» **REQUIRED ACTIONS**:
1. Write out the part of the forum post on slicing strings in Python that begins at the words "I currently process" and stops after "t1 = time.time()".
2. Extend the forum post on slicing strings in Python, picking up after its last sentence.

» **TEXT SEGMENT**:
--- begin ---

I currently process sections of a string like this:
for (i, j) in huge_list_of_indices:
process(huge_text_block[i:j])
I want to avoid the overhead of generating these temporary substrings. Any ideas? Perhaps a wrapper that somehow uses index offsets? This is currently my bottleneck.
Note that process() is another python module that expects a string as input.
Edit:
A few people doubt there is a problem. Here are some sample results:
import time
import string
text = string.letters * 1000
def timeit(fn):
t1 = time.time()
for i in range(len(text)):
fn(i)
t2 = time.time()
print '%s took %0.3f ms' % (fn.func_name, (t2-t1) * 1000)
def test_1(i):
return text[i:]
def test_2(i):
return text[:]
def test_3(i):
return text
timeit(test_1)
timeit(test_2)
timeit(test_3)
Output:
test_1 took 972.046 ms
test_2 took 47.620 ms
test_3 took 43.457 ms
I think what you are looking for are buffers.

--- end ---

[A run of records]
--- begin ---

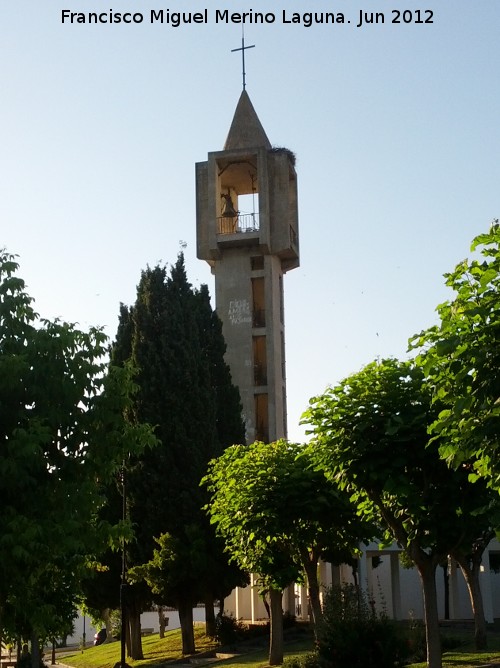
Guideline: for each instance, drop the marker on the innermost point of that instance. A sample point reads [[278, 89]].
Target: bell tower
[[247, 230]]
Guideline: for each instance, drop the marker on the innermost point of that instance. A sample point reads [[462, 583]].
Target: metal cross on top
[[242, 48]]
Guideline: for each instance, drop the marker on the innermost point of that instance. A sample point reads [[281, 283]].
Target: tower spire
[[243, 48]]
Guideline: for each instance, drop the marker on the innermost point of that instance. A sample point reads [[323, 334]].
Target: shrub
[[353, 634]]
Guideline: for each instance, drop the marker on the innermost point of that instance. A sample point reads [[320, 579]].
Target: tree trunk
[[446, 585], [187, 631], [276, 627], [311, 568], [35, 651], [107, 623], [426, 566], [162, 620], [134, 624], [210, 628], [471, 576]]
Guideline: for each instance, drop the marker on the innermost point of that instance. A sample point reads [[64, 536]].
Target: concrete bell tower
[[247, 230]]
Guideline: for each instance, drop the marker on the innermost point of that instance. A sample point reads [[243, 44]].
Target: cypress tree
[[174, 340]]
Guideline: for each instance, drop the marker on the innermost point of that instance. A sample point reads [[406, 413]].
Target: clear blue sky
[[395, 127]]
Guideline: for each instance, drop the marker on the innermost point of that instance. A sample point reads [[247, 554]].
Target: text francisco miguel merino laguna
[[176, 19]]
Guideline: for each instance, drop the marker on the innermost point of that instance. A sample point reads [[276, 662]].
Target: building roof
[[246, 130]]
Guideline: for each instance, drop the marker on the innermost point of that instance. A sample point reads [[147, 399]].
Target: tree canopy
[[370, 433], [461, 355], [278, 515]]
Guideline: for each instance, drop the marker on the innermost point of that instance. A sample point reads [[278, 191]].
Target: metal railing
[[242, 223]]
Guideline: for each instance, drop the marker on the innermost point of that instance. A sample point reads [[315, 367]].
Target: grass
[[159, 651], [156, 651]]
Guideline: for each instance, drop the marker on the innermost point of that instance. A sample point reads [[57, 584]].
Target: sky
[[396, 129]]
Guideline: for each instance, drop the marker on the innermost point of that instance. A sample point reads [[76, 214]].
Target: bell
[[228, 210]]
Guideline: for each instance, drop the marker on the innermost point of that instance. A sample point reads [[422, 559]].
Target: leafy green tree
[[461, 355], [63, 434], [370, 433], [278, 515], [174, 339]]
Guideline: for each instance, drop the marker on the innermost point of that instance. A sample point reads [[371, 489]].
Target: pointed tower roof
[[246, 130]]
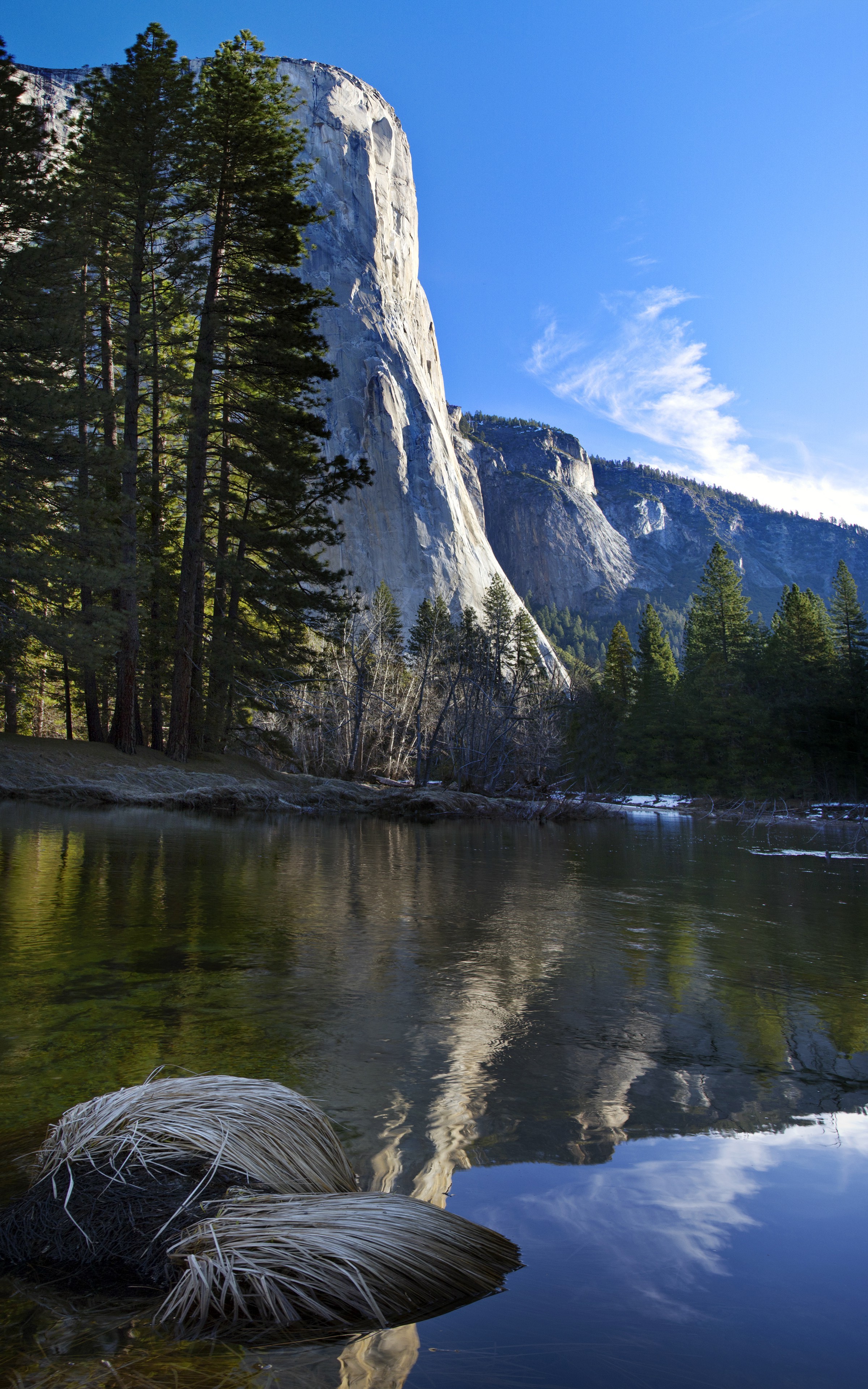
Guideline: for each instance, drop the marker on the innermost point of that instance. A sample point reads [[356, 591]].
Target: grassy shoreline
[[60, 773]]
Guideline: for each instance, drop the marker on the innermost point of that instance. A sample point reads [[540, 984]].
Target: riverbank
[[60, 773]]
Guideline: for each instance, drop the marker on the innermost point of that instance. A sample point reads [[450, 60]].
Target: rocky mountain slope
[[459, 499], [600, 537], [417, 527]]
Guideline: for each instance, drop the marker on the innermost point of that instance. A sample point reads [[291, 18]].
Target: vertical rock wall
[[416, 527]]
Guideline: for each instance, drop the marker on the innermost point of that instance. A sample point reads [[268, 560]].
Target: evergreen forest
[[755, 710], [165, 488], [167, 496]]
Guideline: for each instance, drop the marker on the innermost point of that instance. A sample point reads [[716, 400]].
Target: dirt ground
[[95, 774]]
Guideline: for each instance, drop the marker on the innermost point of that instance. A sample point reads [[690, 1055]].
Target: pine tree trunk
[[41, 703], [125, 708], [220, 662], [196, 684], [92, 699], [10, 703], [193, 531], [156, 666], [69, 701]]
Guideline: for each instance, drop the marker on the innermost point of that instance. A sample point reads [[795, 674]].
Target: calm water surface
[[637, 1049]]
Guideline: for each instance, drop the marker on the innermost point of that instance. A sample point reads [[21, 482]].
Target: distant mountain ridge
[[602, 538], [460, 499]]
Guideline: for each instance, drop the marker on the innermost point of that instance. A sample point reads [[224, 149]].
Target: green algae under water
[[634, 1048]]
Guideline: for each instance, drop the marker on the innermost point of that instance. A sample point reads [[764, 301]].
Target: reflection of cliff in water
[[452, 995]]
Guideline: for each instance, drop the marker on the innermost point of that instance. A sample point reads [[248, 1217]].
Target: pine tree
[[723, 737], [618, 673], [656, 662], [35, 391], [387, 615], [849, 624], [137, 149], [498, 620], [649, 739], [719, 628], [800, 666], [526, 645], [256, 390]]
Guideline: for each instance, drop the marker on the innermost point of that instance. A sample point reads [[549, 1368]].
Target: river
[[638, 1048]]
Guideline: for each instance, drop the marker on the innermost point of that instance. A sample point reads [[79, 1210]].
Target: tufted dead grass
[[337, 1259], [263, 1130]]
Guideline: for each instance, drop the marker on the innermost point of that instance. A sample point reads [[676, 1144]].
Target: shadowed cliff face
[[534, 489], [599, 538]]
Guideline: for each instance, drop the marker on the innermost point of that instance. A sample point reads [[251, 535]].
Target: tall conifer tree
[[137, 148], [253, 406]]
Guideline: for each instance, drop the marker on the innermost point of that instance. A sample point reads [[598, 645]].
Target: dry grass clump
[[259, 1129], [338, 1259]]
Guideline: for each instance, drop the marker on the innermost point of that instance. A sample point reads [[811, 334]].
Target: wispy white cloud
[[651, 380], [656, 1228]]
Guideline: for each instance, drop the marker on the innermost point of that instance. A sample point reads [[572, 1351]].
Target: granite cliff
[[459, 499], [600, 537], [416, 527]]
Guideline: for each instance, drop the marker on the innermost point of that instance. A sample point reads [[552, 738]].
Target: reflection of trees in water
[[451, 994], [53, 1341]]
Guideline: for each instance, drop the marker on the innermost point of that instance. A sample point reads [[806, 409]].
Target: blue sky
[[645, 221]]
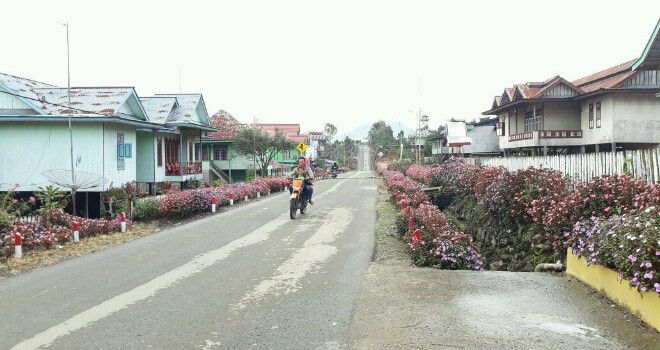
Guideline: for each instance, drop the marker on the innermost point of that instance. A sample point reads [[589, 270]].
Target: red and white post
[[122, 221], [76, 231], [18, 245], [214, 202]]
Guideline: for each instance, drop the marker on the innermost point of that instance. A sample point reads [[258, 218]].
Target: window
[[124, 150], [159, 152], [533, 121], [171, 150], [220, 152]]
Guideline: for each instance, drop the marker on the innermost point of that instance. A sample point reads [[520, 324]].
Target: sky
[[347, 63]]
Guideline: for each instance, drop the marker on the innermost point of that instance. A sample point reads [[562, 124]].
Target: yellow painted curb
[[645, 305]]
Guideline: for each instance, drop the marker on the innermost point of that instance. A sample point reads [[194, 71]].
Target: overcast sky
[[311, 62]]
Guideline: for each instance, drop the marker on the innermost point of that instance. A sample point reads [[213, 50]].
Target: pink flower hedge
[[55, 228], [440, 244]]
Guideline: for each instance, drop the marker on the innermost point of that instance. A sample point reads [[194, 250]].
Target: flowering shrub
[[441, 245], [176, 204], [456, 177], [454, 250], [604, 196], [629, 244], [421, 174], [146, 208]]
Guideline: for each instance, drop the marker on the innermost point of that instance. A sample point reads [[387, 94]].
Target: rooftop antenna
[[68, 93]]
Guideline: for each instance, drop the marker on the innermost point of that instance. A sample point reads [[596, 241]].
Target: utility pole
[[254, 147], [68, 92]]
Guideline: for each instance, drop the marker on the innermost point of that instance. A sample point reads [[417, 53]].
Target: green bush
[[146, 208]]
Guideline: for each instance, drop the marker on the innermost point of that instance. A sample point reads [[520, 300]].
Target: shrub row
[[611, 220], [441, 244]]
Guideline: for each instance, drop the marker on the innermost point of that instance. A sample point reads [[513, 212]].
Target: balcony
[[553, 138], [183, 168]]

--- end ---

» **RESULTS FOR THE EXERCISE**:
1.
I currently process sections of a string like this:
for (i, j) in huge_list_of_indices:
process(huge_text_block[i:j])
I want to avoid the overhead of generating these temporary substrings. Any ideas? Perhaps a wrapper that somehow uses index offsets? This is currently my bottleneck.
Note that process() is another python module that expects a string as input.
Edit:
A few people doubt there is a problem. Here are some sample results:
import time
import string
text = string.letters * 1000
def timeit(fn):
t1 = time.time()

2.
The characteristic of buffers is that they "slice" an object supporting the buffer interface without copying its content, but essentially opening a "window" on the sliced object content. Some more technical explanation is available here. An excerpt:
Python objects implemented in C can export a group of functions called the “buffer interface.” These functions can be used by an object to expose its data in a raw, byte-oriented format. Clients of the object can use the buffer interface to access the object data directly, without needing to copy it first.
In your case the code should look more or less like this:
>>> s = 'Hugely_long_string_not_to_be_copied'
>>> ij = [(0, 3), (6, 9), (12, 18)]
>>> for i, j in ij:
... print buffer(s, i, j-i) # Should become process(...)
Hug
_lo
string
HTH!
A wrapper that uses index offsets to a mmap object could work, yes.
But before you do that, are you sure that generating these substrings are a problem? Don't optimize before you have found out where the time and memory actually goes. I wouldn't expect this to be a significant problem.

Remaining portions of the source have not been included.